▸ Text passage:
- - - - - - -

At the hotel, more bad news comes with our room-service fruit, cheese, and dinner plates. Mom is down $701.34, before she bought us tickets to Cirque Du Soleil on a whim. Now it's $901.34.
"I'll take care of Isabelle," she says. "Go."
"But I don't want to," I say. "I didn't ask for these tickets. I didn't ask for this trip to Vegas. Isabelle is sick, and what will you do with her, anyhow?" "But I want you to go, I want you to have a wonderful honeymoon. It's only a few hours, she'll be OK. Please go, for me?"
I want to take her at her word, but I wonder at her motivation. I know she wants to be seen as the good mother, the one who provided a "wonderful honeymoon"—at all costs—for her daughter. Even if it means giving something her daughter didn't want, and even if it means giving something she didn't have the resources to provide in the first place.

- - - - - - -

▸ Provided data:

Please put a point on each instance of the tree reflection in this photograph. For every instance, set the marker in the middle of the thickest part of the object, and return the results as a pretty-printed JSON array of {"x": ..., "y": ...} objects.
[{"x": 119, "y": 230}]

- - - - - - -

▸ Tasks to carry out:
1. Answer these questions from the Las Vegas honeymoon passage:
(a) How much money is Mom down before she buys the Cirque Du Soleil tickets?
(b) Who is sick?
(c) What does the narrator believe Mom wants to be seen as?
2. Go on with the Las Vegas honeymoon passage, picking up after its final sentence.
The material comes from a different source than the Las Vegas honeymoon passage.

▸ Answers given:
1.
(a) $701.34
(b) Isabelle
(c) The good mother, the one who provided a "wonderful honeymoon" for her daughter

2.
"Please, let's go," my husband says. He says it with a tinge of desperation, and I realize that this would be the first time we'll be alone the entire weekend. I grudgingly agree, but only after leaving my mother with very strict rules about calling us if she spikes a fever, won't eat, and several other contingencies that might lead to imminent disaster. I feel like I'm giving in, and I'm afraid that she isn't hearing me.
We go to the Cirque, and marvel at the spectacular feats of athletic strength. The last act features spinning, wisecracking acrobats and dazzling tricks. In the last act, I forget about the noisy, tacky world outside, sick children and desperate mothers. For the first time that weekend, I hold my new husband's hand.
"Hey Mom," I say when returning to the room. "That ship? It came in. Thanks."
"I have no idea what you're talking about," she says. "But your baby's been crying for the last half-hour nonstop and won't eat a thing. Take her. I didn't call, I didn't want to bother you. I have to go out for a bit."
"I told you to call me. Don't you listen to anything? Anything I say, ever?" Reality displaces goodwill faster than a sleight-of-hand. She's obsessed with gambling, not my good time.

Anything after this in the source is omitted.